* _Exercício proposto a_
Encontre na listagem todas as linhas que contêm a palavra "sock" e copie cada uma delas. Diferencie maiúsculas de minúsculas.

* _Texto selecionado_

━━━━━━━━━━

Então, quando alguém disser que a geração atual não tem memória, corrija-o. O mundo atual não tem memória, porque (acha que) não precisa de memória. Para quê lembrar do horário que marquei de encontrar alguém? Se eu não aparecer, ele me manda uma mensagem no Whatsapp.

A memória, quando aparece, serve em geral para dizer que em 2008 alguém escreveu um post supostamente homofóbico ou que tirou foto do lado de um comunista. Nessas horas, a memória do mundo ainda é longa. O mundo tornou-se uma Dory esquizofrênica. No fim, a memória hoje só serve para crucificar as pessoas, velhas, novas ou no meio do caminho. Memória agora é sinônimo de culpa.

Um mundo no qual tudo é pretensamente instantâneo tem pouco lugar para memória. Em um minuto cria-se um novo perfil, cria-se uma nova persona. Apagam-se os erros, apaga-se tudo. Não carregamos nada! A vida é leve, leve como uma pluma. Oca talvez, mas sempre temos a Netflix para preencher os espaços vazios.

━━━━━━━━━━

* _Exercício proposto b_
De acordo com o texto sobre a memória, a memória é agora sinônimo de quê?

━━━━━━━━━━

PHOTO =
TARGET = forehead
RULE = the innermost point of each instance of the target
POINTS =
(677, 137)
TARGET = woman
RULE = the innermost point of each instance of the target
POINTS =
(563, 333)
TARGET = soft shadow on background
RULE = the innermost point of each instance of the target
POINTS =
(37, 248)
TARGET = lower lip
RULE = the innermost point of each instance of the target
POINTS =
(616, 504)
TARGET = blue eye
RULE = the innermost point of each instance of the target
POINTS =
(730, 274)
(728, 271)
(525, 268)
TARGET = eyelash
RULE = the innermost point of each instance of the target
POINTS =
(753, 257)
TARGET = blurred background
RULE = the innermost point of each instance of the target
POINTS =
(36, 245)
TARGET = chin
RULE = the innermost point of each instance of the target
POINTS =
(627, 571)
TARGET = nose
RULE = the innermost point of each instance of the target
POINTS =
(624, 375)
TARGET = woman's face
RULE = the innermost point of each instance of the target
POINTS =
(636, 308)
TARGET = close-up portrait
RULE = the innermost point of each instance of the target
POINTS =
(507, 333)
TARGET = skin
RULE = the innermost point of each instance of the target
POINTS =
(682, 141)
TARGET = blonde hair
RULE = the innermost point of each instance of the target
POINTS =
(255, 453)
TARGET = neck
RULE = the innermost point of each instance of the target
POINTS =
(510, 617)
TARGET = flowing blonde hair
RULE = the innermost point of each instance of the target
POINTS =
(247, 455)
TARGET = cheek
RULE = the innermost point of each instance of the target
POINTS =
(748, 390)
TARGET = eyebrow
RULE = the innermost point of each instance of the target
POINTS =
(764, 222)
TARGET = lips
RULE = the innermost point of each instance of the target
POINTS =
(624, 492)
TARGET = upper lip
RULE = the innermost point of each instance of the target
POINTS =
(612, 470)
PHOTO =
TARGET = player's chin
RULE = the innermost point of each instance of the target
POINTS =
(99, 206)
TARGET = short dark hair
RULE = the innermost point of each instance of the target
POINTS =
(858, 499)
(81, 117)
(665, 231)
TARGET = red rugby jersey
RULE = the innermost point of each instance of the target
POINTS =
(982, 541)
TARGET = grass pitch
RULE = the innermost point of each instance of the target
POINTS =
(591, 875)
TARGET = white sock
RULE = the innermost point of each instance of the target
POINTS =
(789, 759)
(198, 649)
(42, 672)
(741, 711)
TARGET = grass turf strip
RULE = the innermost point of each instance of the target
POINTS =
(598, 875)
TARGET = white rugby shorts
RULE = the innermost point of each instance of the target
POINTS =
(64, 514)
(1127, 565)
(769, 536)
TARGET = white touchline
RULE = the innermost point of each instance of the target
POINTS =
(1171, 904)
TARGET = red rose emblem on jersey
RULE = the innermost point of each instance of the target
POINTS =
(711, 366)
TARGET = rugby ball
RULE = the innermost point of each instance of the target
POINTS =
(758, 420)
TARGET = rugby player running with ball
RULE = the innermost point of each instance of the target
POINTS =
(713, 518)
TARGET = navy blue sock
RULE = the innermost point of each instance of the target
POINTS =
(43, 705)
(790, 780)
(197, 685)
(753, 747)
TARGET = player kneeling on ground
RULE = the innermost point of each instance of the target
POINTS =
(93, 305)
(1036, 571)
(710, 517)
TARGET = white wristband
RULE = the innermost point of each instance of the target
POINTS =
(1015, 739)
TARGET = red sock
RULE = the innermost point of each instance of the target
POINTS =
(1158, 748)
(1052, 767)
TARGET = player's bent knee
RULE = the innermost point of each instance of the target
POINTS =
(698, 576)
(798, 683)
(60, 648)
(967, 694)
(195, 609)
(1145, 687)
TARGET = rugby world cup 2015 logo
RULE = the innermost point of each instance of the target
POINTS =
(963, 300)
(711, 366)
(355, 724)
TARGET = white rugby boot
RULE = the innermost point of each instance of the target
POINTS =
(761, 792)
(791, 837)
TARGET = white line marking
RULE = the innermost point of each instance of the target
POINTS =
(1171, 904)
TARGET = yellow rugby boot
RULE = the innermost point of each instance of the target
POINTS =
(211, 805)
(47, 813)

━━━━━━━━━━

* _Resposta completa a_
TARGET = white sock
TARGET = navy blue sock
TARGET = red sock

* _Resposta completa b_
A memória agora é sinônimo de culpa.